QUESTION POSÉE: D'après le texte sur Jean Markale, à quelle date est-il mort ?

EXTRAIT DU TEXTE:

━━━

Tombeau de Merlin
ou
Jean Markale, poète de la celtitude

Au moment où ce livre paraît, son auteur n’est plus. Jean Markale est mort le 23 novembre 2008. Il était né le 23 mai 1928. Il s’est usé à la tâche et s’est éteint de fatigue. Quand on m’avait suggéré voici trois mois de préfacer L’Homme lesbien, j’avais vivement réagi : « On ne préface pas Markale ! » Mais la mort décide. Il est juste de rendre hommage à un homme « de belle venue » au moment d’éditer le dernier des cent trois livres qu’il a publiés.

J’ai commencé à songer à ces lignes quand Jean Markale a lâché le stylo pour entrer en agonie. Il m’a communiqué un peu du souffle qui lui restait et je tâche, émue, de l’amplifier. Je me sens portée par lui. Il m’inspire. Qui sait si je ne dois voir là un de ces intersignes auxquels Jean Markale était si attaché et dont nous avons souvent parlé ? Il y va peut-être du merveilleux. Mon vieil ami le croirait, je suis tentée de le croire aussi.

━━━

LIGNES DE DONNÉES:

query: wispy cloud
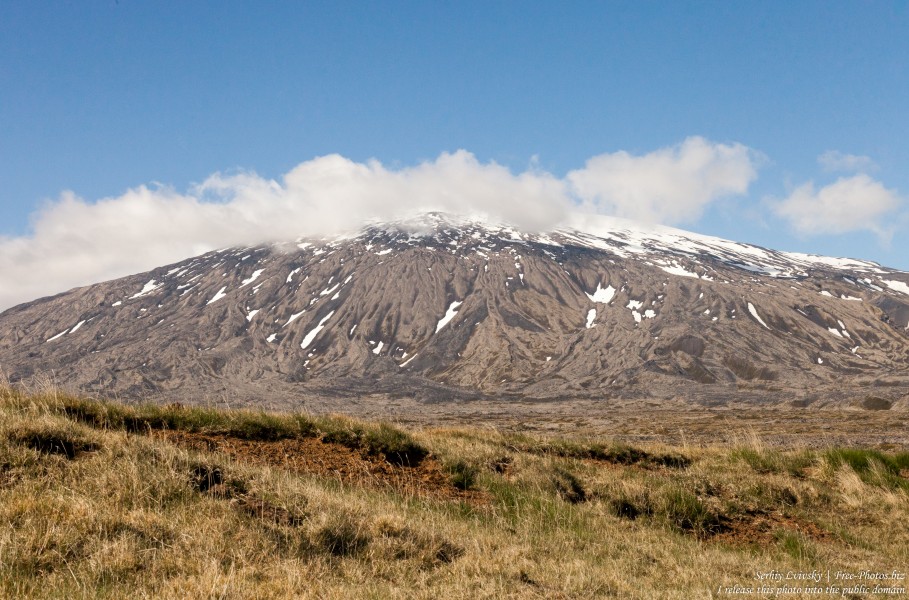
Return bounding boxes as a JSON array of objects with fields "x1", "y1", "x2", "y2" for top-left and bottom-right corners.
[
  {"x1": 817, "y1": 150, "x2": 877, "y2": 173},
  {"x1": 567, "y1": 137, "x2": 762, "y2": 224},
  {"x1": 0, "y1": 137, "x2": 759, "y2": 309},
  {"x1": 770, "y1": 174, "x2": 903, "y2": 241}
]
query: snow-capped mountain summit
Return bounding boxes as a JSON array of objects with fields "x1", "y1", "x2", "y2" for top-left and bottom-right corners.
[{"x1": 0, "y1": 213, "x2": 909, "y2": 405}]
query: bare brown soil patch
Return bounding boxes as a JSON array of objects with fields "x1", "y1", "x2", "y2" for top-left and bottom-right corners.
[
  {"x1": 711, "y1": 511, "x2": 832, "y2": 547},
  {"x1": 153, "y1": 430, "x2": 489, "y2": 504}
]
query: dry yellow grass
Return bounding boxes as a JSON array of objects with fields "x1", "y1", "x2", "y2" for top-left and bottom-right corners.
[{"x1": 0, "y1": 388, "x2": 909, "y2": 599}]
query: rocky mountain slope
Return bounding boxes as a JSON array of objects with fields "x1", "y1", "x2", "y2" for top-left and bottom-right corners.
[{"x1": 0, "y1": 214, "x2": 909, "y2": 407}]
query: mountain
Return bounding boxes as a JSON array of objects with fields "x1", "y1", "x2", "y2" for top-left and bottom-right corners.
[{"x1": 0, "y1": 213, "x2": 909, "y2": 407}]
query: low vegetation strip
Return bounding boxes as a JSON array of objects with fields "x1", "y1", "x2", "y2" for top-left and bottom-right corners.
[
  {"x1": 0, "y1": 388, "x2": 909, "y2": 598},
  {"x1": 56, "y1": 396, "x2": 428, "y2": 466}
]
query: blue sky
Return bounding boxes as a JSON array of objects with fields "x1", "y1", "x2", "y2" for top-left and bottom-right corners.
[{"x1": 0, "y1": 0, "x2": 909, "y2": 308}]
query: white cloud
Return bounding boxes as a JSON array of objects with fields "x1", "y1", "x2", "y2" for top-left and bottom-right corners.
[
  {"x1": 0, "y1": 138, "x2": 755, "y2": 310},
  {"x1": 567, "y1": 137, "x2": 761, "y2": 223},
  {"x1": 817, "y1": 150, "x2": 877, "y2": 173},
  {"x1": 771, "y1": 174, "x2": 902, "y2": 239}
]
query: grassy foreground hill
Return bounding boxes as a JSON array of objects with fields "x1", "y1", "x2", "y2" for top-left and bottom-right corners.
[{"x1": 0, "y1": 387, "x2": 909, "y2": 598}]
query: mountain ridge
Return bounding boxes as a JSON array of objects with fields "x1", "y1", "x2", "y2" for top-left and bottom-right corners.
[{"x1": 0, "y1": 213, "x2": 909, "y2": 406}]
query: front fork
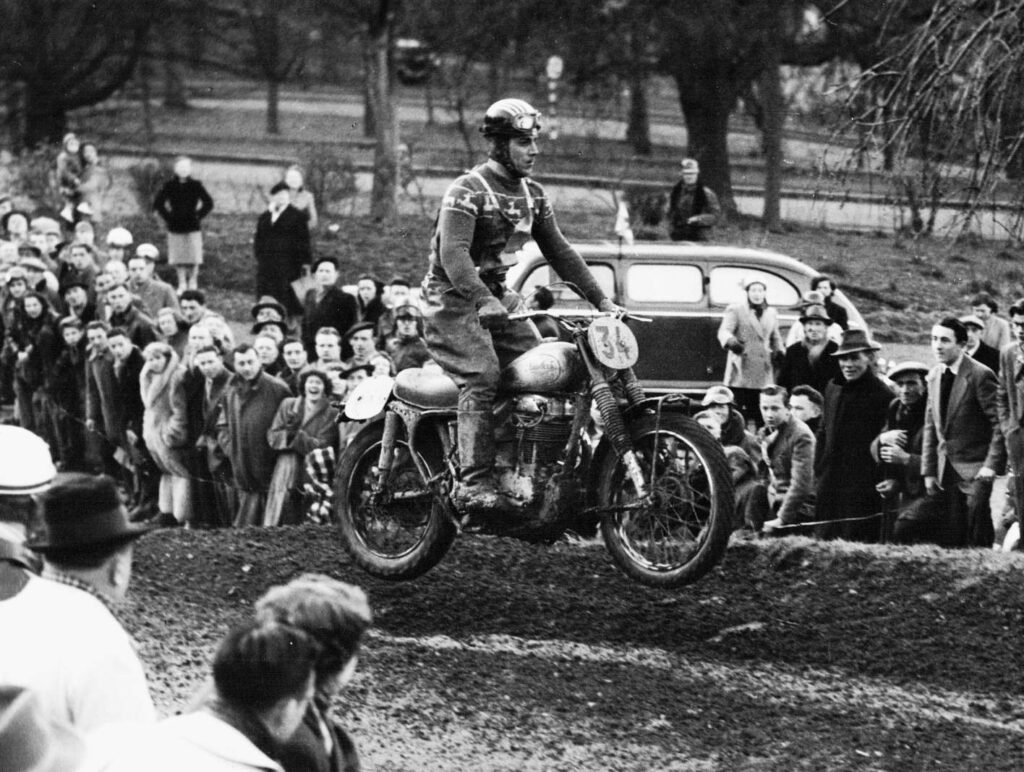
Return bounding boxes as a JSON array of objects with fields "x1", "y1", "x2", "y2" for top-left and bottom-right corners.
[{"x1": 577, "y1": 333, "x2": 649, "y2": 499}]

━━━

RÉPONSE COMPLÈTE: Le 23 novembre 2008.